Output every entry exactly as given.

-- Opening Marker --

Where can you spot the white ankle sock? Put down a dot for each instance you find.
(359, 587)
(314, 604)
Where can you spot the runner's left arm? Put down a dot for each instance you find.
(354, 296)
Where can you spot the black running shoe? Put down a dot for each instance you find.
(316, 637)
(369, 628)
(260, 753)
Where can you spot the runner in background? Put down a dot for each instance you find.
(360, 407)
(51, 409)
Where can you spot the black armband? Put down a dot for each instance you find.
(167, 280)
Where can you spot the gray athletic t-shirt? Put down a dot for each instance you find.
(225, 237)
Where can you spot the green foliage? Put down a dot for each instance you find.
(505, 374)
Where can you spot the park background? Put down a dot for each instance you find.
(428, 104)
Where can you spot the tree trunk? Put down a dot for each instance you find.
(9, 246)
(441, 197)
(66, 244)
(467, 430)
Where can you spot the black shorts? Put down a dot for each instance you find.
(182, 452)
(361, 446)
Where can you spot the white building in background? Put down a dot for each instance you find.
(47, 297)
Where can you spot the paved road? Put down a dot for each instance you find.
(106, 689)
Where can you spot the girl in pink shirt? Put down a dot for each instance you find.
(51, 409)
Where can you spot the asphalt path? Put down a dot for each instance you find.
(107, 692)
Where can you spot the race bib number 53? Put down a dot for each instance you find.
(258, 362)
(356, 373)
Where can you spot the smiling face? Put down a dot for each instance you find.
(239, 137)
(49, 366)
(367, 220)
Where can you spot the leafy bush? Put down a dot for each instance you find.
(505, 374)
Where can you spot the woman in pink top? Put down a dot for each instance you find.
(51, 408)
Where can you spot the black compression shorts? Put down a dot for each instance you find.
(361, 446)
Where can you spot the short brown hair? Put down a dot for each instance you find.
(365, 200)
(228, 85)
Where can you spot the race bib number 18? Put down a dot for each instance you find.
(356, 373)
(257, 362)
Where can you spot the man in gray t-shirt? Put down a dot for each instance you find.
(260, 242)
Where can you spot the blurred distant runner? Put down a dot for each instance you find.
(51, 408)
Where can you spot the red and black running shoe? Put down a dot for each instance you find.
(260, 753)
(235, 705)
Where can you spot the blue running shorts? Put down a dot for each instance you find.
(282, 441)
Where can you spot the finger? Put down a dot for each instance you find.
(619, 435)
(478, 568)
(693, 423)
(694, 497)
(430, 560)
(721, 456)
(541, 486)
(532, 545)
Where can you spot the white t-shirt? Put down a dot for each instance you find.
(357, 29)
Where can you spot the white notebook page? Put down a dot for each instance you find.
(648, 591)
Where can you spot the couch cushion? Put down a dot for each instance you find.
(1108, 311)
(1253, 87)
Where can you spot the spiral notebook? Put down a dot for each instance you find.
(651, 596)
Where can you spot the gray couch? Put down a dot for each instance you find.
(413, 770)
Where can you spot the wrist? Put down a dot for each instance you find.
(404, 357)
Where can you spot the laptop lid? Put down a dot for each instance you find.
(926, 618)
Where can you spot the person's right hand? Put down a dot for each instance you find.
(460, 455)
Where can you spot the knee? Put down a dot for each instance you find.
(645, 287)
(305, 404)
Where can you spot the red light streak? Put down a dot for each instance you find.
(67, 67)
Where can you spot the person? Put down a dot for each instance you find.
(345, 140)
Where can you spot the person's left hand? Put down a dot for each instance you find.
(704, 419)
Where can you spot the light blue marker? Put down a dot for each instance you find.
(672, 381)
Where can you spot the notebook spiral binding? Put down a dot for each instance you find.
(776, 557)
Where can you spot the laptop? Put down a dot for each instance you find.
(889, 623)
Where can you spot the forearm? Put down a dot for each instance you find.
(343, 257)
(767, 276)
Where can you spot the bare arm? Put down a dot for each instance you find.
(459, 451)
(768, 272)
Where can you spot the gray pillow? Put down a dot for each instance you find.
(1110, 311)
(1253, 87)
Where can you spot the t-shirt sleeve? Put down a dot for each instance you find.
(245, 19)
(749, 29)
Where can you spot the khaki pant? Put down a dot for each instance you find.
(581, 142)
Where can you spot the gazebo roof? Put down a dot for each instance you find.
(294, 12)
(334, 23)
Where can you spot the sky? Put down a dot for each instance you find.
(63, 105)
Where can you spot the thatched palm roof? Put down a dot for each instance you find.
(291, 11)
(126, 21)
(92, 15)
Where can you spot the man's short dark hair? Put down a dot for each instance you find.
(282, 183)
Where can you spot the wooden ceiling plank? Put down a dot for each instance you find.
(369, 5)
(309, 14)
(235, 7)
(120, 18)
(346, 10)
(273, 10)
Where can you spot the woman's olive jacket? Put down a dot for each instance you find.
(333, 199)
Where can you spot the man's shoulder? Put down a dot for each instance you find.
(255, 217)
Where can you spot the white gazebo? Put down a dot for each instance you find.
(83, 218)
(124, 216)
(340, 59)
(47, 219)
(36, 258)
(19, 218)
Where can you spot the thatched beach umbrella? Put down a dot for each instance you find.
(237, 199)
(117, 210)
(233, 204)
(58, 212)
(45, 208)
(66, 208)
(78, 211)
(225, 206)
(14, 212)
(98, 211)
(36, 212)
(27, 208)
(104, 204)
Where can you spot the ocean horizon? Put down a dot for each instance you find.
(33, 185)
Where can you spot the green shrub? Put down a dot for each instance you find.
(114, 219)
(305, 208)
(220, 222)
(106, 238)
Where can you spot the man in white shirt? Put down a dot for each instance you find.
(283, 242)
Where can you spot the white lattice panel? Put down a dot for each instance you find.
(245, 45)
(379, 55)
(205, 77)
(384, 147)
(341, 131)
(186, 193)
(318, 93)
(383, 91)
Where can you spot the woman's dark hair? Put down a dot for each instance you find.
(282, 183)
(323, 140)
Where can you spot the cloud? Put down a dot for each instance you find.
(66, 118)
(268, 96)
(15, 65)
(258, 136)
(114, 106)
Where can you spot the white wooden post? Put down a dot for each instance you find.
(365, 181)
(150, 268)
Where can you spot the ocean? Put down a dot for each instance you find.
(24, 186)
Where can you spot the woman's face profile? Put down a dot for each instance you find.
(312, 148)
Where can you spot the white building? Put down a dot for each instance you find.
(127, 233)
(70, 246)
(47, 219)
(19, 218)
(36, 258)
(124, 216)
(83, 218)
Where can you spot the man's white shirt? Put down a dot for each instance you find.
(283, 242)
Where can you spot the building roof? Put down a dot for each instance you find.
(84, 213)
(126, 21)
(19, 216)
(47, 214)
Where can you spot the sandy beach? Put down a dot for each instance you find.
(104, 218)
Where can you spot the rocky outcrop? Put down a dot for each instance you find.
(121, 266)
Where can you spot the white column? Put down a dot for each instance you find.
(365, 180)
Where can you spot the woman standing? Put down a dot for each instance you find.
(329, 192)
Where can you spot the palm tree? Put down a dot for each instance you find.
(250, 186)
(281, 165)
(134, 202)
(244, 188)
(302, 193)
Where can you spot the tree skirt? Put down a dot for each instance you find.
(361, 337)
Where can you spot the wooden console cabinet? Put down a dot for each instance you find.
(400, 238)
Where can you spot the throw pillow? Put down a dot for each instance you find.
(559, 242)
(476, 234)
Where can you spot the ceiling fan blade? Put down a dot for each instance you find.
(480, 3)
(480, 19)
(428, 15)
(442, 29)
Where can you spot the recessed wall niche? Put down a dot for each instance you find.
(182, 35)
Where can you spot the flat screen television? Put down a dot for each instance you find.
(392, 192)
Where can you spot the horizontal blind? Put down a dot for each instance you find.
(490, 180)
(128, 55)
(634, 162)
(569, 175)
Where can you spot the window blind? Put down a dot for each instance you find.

-- Closing Marker --

**Solution for this task:**
Where can you spot the white ankle sock? Put down a dot for each instance you find.
(359, 587)
(314, 604)
Where can you spot the runner's left arm? Put down a dot for each instance you find.
(354, 296)
Where can you spot the black running shoe? Put down a dot for each instance you find.
(316, 637)
(369, 628)
(260, 753)
Where can you spot the runner in background? Put down a dot for each instance you find.
(360, 407)
(51, 409)
Where can you spot the black armband? Put down a dot for each instance you find.
(167, 280)
Where can you spot the gray athletic t-shirt? Put down a dot for each instance you find.
(225, 237)
Where can you spot the green foliage? Put down a dot for each instance you find.
(505, 374)
Where can you spot the park background? Put down a dot for each instance you find.
(428, 104)
Where can you spot the tree trunk? Put down a dot for each instance you find.
(9, 246)
(441, 197)
(66, 244)
(467, 430)
Where can you spot the black shorts? Put down a dot for each instance you find.
(182, 452)
(361, 446)
Where can you spot the white building in background? Put down a dot for each instance you find.
(47, 297)
Where can you spot the paved road? Put down a dot for each instance you find.
(106, 689)
Where can you spot the girl in pink shirt? Put down a dot for each instance you find.
(51, 409)
Where can you spot the asphalt path? Put down a dot for each instance you find.
(107, 692)
Where can you spot the race bib number 53? Put down a dot for each instance you find.
(258, 362)
(356, 373)
Where can you spot the smiling face? Put down a dot for each instance you find.
(239, 137)
(49, 366)
(367, 220)
Where can you spot the leafy bush? Put down a dot for each instance you find.
(505, 374)
Where can you spot the woman in pink top? Put down a dot for each instance you find.
(51, 408)
Where can you spot the black compression shorts? Put down a dot for each instance you find.
(361, 446)
Where can you spot the short brown hair? Put down a dot for each instance you find.
(365, 200)
(228, 85)
Where can you spot the race bib number 18? Put down a dot for each instance you find.
(356, 373)
(257, 362)
Where can you spot the man in gray t-shirt? Put down a dot for each instance you find.
(260, 242)
Where can you spot the blurred distant runner? Put down a dot for each instance you find.
(51, 408)
Where can you spot the red and black running shoe? Put down a dot for each instance you find.
(260, 753)
(235, 705)
Where can you spot the blue running shorts? Put down a dot for each instance you find.
(282, 441)
Where can you spot the finger? Put down a dot for each instance you find.
(619, 435)
(478, 568)
(693, 423)
(694, 497)
(430, 560)
(721, 456)
(541, 486)
(532, 545)
Where can you spot the white t-shirt? Put down a dot for each instance you find.
(357, 29)
Where can you spot the white notebook page? Put down a dot for each instance you find.
(648, 591)
Where can you spot the couch cushion? Put down a dot for each instance you find.
(1108, 311)
(1253, 87)
Where can you spot the spiral notebook? Put down a dot for each instance you find.
(651, 596)
Where can you spot the gray couch? Put down a dot for each instance you find.
(413, 770)
Where can you spot the wrist? Put down a dot for each instance you find.
(404, 357)
Where can you spot the laptop lid? Put down a dot for each instance you find.
(926, 618)
Where can you spot the person's right hand? Put down a dot for each instance you find.
(460, 455)
Where can you spot the knee? Put down a dot for each instance you find.
(645, 287)
(305, 404)
Where can you spot the red light streak? Put down a dot for each instance you find.
(67, 67)
Where can you spot the person? Put down a dot for each instance you find.
(345, 140)
Where can you spot the person's left hand? Put down a dot for each instance you find.
(704, 419)
Where can you spot the light blue marker? Put down a dot for each instance you find.
(672, 381)
Where can you spot the notebook spiral binding? Put down a dot for each instance you find.
(776, 557)
Where can you spot the laptop? Put down a dot for each instance you find.
(889, 623)
Where can you spot the forearm? Put down a dot for each instance you find.
(343, 257)
(767, 276)
Where can you spot the bare arm? Put down a dot for each instance you find.
(459, 451)
(768, 272)
Where can you spot the gray pillow? Put down a dot for each instance you find.
(1110, 311)
(1253, 87)
Where can you spot the t-shirt sleeve? Put down a dot for each instance you find.
(245, 19)
(749, 29)
Where can you spot the khaki pant? Put down a dot for each instance you find.
(581, 142)
Where can you spot the gazebo roof? Put down a dot for each instance you find.
(294, 12)
(334, 23)
Where can you spot the sky? Put down a dot for each instance you find.
(63, 105)
Where can you spot the thatched palm roof? Put down a dot for each instance you find.
(291, 11)
(126, 21)
(92, 15)
Where can you spot the man's short dark hair? Put down a dot for each instance you find.
(282, 183)
Where can you spot the wooden ceiling plank? Put down a dot for each instance you find.
(369, 5)
(309, 14)
(235, 7)
(120, 18)
(346, 10)
(273, 10)
Where can you spot the woman's olive jacket? Put down a dot for each instance you find.
(333, 199)
Where can you spot the man's shoulder? Put down a dot for each instance you find.
(255, 217)
Where can you spot the white gazebo? Put down a dot for each instance you find.
(83, 218)
(124, 216)
(340, 59)
(47, 219)
(36, 258)
(19, 218)
Where can you spot the thatched beach umbrella? Put down a dot for each instance you find.
(237, 199)
(117, 210)
(233, 204)
(58, 212)
(45, 208)
(66, 208)
(78, 211)
(225, 206)
(14, 212)
(98, 211)
(36, 212)
(27, 208)
(104, 204)
Where can you spot the ocean horizon? Put down a dot for each instance you find.
(33, 185)
Where can you spot the green shrub? Put down a dot for each instance you find.
(114, 219)
(305, 208)
(220, 222)
(106, 238)
Where can you spot the man in white shirt? Put down a dot for each instance you find.
(283, 242)
Where can you spot the white lattice panel? Put down a dot for each instance you find.
(245, 45)
(379, 55)
(205, 77)
(384, 147)
(341, 131)
(186, 193)
(318, 93)
(383, 91)
Where can you spot the woman's dark hair? Put down a dot for each instance you find.
(282, 183)
(323, 140)
Where can you spot the cloud? Put down a dot for each instance you find.
(66, 118)
(268, 96)
(15, 65)
(258, 136)
(114, 106)
Where can you spot the white wooden post? Put down a dot for each instance you find.
(365, 181)
(150, 268)
Where can you spot the ocean? Put down a dot for each instance you find.
(24, 186)
Where can you spot the woman's face profile? Put down a dot for each instance you find.
(312, 148)
Where can you spot the white building? Put down a dot for each instance you find.
(127, 233)
(70, 246)
(47, 219)
(19, 218)
(36, 258)
(124, 216)
(83, 218)
Where can you spot the man's white shirt? Put down a dot for each instance you find.
(283, 242)
Where can you spot the building roof? Put down a dot for each instance you find.
(84, 213)
(126, 21)
(19, 216)
(47, 214)
Where can you spot the sandy beach? Put down a dot for each instance you find.
(104, 218)
Where can you spot the rocky outcrop? Put down a dot for each instance you find.
(121, 266)
Where can you spot the white column? Put down a dot for each instance you find.
(365, 180)
Where can you spot the woman standing? Put down a dot for each instance you find.
(329, 192)
Where can you spot the palm tree? Put down a dot for each instance you find.
(250, 186)
(281, 165)
(134, 202)
(244, 188)
(302, 193)
Where can you spot the tree skirt? Put down a dot for each instance you find.
(361, 337)
Where can you spot the wooden console cabinet? Put down a dot for each instance you find.
(400, 238)
Where can you spot the throw pillow? Put down a dot for each instance you find.
(559, 242)
(476, 234)
Where can you spot the ceiling fan blade? Put down a dot for each instance you find.
(480, 3)
(480, 19)
(428, 15)
(442, 29)
Where can you spot the recessed wall niche? Put down a dot for each instance you find.
(182, 35)
Where can you spot the flat screen television? Put down a dot for each instance you find.
(392, 192)
Where can you spot the horizontal blind? Put down a dot for each instance you find.
(490, 180)
(128, 55)
(634, 162)
(569, 175)
Where can you spot the window blind? Put down a dot for each instance you find.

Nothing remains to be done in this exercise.